Task brief -
Your answer must be an exact copy of the entries below, with no pictures in it.

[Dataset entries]
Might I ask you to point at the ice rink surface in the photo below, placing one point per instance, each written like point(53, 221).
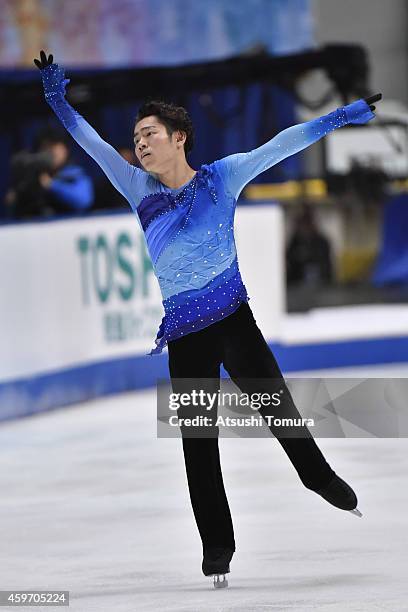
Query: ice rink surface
point(92, 502)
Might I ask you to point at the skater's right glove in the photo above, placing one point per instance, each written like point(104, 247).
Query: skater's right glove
point(53, 76)
point(361, 111)
point(54, 83)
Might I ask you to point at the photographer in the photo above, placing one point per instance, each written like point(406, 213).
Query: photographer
point(47, 182)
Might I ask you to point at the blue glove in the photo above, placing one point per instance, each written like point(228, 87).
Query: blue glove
point(54, 83)
point(53, 76)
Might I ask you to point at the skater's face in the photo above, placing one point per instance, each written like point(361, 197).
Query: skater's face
point(155, 149)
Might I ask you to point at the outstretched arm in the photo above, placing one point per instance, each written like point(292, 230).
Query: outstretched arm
point(127, 179)
point(238, 169)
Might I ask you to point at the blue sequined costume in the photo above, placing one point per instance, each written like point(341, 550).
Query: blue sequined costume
point(189, 231)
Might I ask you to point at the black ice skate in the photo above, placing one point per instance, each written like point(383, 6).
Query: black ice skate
point(216, 563)
point(340, 494)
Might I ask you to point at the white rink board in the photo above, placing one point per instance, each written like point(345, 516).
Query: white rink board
point(83, 290)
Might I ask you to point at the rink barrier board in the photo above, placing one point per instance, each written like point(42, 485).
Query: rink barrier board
point(25, 397)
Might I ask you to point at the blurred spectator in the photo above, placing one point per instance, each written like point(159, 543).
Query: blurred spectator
point(308, 256)
point(106, 196)
point(47, 182)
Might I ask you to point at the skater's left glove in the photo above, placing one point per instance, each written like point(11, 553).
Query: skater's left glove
point(361, 111)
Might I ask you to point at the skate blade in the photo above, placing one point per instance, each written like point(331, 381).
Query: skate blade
point(218, 583)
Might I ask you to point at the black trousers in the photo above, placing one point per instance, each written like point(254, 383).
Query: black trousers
point(238, 344)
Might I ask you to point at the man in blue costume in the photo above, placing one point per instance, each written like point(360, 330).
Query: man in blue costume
point(187, 217)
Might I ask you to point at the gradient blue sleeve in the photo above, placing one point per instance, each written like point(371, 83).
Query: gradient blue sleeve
point(127, 179)
point(239, 169)
point(73, 187)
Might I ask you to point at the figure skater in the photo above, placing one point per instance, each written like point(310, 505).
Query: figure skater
point(187, 217)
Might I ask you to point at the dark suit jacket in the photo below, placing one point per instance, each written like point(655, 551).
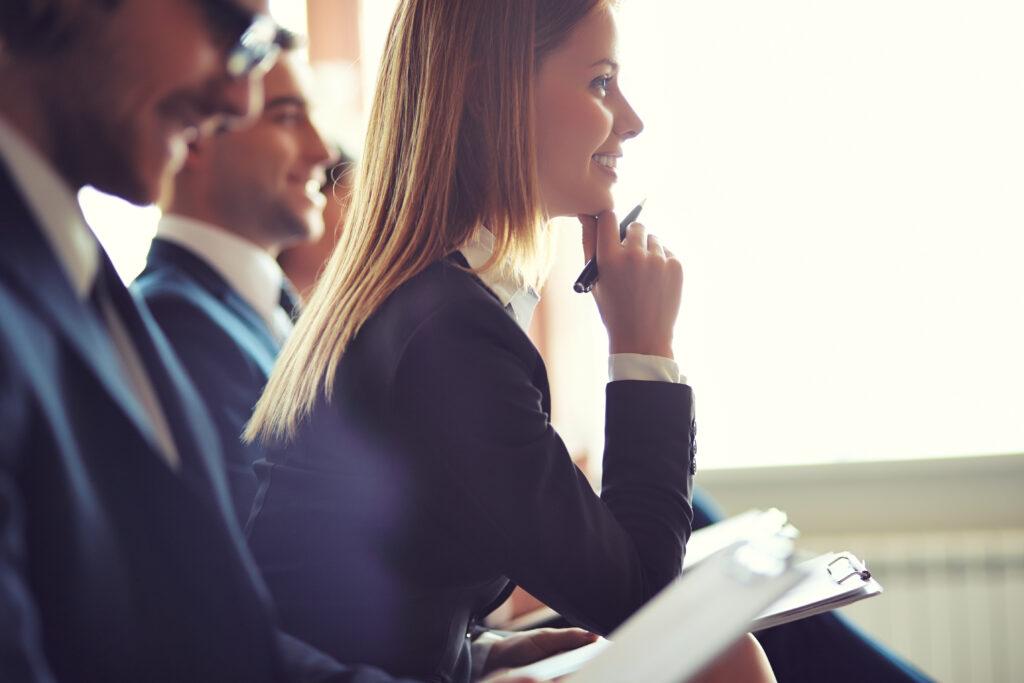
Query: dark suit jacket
point(432, 477)
point(224, 345)
point(114, 567)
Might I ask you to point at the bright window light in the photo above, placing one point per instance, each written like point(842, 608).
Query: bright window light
point(844, 183)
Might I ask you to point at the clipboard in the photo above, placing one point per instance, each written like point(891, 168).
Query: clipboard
point(688, 624)
point(834, 580)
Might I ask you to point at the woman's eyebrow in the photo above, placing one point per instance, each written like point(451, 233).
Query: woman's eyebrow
point(606, 60)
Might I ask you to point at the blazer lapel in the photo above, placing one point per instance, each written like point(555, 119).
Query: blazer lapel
point(167, 254)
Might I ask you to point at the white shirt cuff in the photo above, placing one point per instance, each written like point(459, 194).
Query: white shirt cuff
point(643, 368)
point(479, 650)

Response below -
Might I ask you to point at the ice rink surface in the photo below, placing one point per instance, each written like point(53, 221).
Query: ice rink surface
point(92, 502)
Might I ask you to point at the skater's right glove in the photo above, placing one point per instance, each written like point(104, 247).
Query: skater's right glove
point(53, 76)
point(361, 111)
point(54, 83)
Might I ask you to point at the photographer in the photo above, placing one point per instance, each written like point(406, 213).
Query: photographer
point(47, 182)
Might I ask you to point at the blue glove in the photo above, placing one point per instance, each written like point(228, 87).
Query: blue glove
point(54, 83)
point(53, 76)
Might I ask you to point at the skater's face in the photo above, placing one point per instance, each written like point(361, 197).
Query: skater's face
point(155, 149)
Might I ask you to point at the outstretched arm in the photo above, placing one point per instance, each written like point(292, 230).
Query: outstretched arm
point(127, 179)
point(238, 169)
Might I ask you to point at the blue sequined costume in the photo above, placing one point per instance, each written like point(341, 550).
Query: blue sequined costume
point(189, 231)
Might I ask you to point at the black ice skate in the photo above, placing one point per instance, each written like point(383, 6).
Query: black ice skate
point(216, 563)
point(340, 494)
Might I ask you to point at the white rink board in the photo above, placing one point per instance, each written like point(345, 516).
Query: white rink board
point(83, 290)
Might I ask you to point at the rink barrier board in the photo above, placing one point per instance, each written like point(42, 485).
Query: rink barrier board
point(25, 397)
Might I ask you to point at the blurred spectator in the photo above, placing one point per instance, each written like point(159, 543).
Query: blurred spectator
point(308, 256)
point(106, 196)
point(47, 182)
Might I ask you to point at the skater's left glove in the photo above, placing one point per instance, each written like point(11, 553).
Query: skater's left glove
point(361, 111)
Might I ask you to point at the skate blade in the photo above, placing one point per instance, each written like point(331, 381).
Query: skate blade
point(218, 583)
Might I ask you to point at the black trousers in the photo above, placing one point per instance, each written like point(254, 383).
Query: black trousers
point(238, 344)
Might I ask you to point at the man in blue costume in the photo above, placing one point per instance, each written like point(360, 330).
Query: man in blue costume
point(187, 217)
Might I ask you to point at the gradient blue sleeve in the photo above, placing one point per instance, each written like point(371, 83).
Query: gradient blue sleeve
point(127, 179)
point(239, 169)
point(73, 187)
Might I ask you to point at the figure skater in the photo above, placing one point per instance, each written like point(310, 505).
Query: figure skater
point(187, 217)
Might I ask you to point at the dark suit jacket in the photo below, placing one point per instance, each written like point(655, 551).
Query: dark suit jacket
point(432, 477)
point(224, 345)
point(114, 567)
Might I ask you to point at the bright window light in the photo above, placing one point per instance, each written like point(842, 608).
Query: bright window light
point(844, 183)
Might I ask you to point at the clipboard in the photo above, placing one point per instance, each written like point(891, 168).
Query: clipboard
point(688, 624)
point(834, 580)
Might I ask you to point at the woman's eyebrow in the photo above, placing one point per instance, each written like point(451, 233).
Query: woman's eyebrow
point(606, 60)
Might I ask you to point at the blazer lapel in the photo above, placing one point per instance, each written like point(555, 119).
Query: blazer lapel
point(167, 254)
Might I ask you to point at the white shirt cuff in the photo above, placing one point per instance, each written like point(459, 194).
Query: white shirt cuff
point(643, 368)
point(479, 650)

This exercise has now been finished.